**EXERCISE BRIEF**
Please reproduce everything from the line containing "point per instance: table" down to the end of the material, switching "cabinet door" to "cupboard door" and leaving all else unchanged.

**DATASET CONTENT**
———

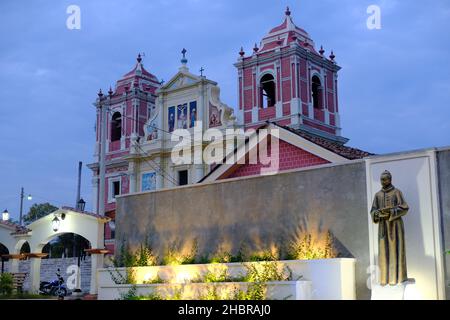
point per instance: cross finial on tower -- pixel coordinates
(183, 52)
(332, 56)
(242, 53)
(288, 12)
(321, 51)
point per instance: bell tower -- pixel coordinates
(285, 80)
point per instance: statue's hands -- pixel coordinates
(385, 213)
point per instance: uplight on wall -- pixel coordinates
(5, 215)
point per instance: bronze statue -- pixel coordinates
(387, 209)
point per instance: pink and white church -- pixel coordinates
(285, 83)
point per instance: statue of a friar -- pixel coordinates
(387, 210)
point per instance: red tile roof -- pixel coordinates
(336, 147)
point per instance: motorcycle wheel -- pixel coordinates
(59, 292)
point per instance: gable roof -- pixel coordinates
(331, 151)
(182, 79)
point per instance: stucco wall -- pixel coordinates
(444, 194)
(259, 210)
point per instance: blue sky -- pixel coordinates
(394, 83)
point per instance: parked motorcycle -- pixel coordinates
(55, 287)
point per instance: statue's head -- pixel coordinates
(386, 179)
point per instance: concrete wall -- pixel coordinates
(49, 267)
(443, 158)
(258, 211)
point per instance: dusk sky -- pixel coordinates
(394, 86)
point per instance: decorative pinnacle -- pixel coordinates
(242, 53)
(321, 51)
(332, 56)
(305, 43)
(287, 12)
(184, 60)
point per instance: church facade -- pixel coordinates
(284, 86)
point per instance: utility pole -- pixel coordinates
(21, 206)
(102, 165)
(80, 164)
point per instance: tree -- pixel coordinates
(38, 211)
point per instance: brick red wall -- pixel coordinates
(291, 157)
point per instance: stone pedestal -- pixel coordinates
(403, 291)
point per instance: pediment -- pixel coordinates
(180, 80)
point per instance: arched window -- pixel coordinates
(116, 126)
(316, 92)
(267, 85)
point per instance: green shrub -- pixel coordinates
(305, 248)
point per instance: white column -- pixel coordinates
(132, 175)
(198, 173)
(96, 262)
(101, 202)
(95, 193)
(35, 274)
(14, 265)
(201, 107)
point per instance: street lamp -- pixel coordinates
(56, 222)
(81, 204)
(22, 195)
(5, 215)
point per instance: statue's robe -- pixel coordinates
(391, 235)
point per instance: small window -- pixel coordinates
(116, 188)
(267, 95)
(316, 92)
(182, 177)
(116, 126)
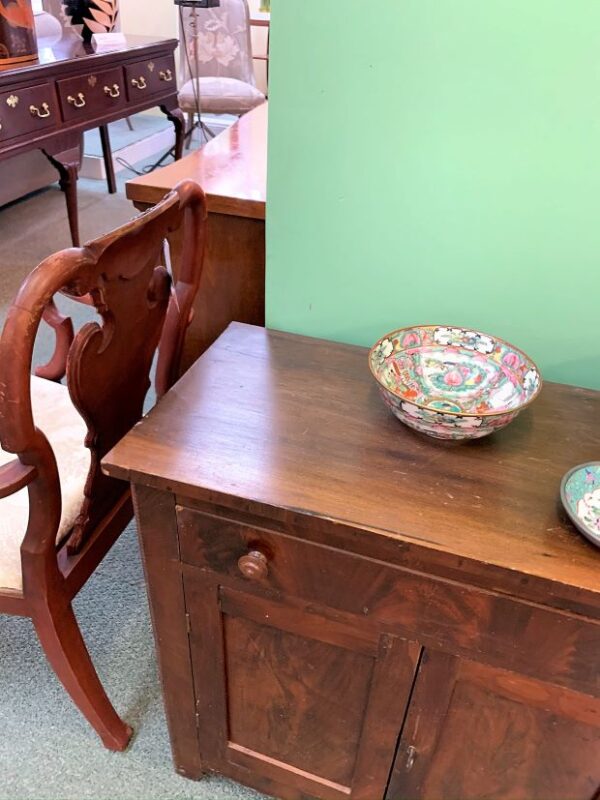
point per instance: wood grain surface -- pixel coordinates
(231, 168)
(293, 429)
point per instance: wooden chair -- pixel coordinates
(59, 514)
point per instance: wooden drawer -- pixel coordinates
(86, 96)
(27, 110)
(439, 613)
(150, 77)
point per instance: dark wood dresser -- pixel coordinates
(346, 609)
(49, 103)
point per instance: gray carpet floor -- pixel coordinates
(47, 750)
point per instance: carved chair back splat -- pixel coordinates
(107, 365)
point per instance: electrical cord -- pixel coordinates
(203, 128)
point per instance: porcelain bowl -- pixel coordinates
(453, 383)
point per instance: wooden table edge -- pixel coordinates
(216, 204)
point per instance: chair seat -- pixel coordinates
(56, 416)
(220, 96)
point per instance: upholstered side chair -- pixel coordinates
(217, 67)
(59, 514)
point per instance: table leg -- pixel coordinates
(68, 161)
(108, 162)
(175, 114)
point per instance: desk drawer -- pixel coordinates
(27, 110)
(440, 613)
(150, 77)
(87, 96)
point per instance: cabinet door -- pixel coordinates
(474, 732)
(293, 700)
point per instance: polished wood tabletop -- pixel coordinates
(231, 168)
(260, 19)
(266, 420)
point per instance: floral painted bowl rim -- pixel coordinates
(393, 334)
(583, 529)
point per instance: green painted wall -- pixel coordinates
(438, 161)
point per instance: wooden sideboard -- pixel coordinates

———

**WRITTEN RESPONSE**
point per instance: table leg -- pixel coordinates
(68, 161)
(108, 162)
(175, 114)
point per instance: desk drawer -- pixel coordinates
(27, 110)
(440, 613)
(150, 77)
(87, 96)
point per instance: cupboard door -- pixel coordinates
(474, 732)
(293, 700)
point per instance: polished wood tabletop -- pixel coordinates
(231, 168)
(260, 19)
(266, 420)
point per instance: floral painted bowl rim -- pixel coordinates
(393, 334)
(583, 529)
point per instance: green painted wall -- pixel coordinates
(438, 161)
point per instance: wooden sideboard -- pixel coordinates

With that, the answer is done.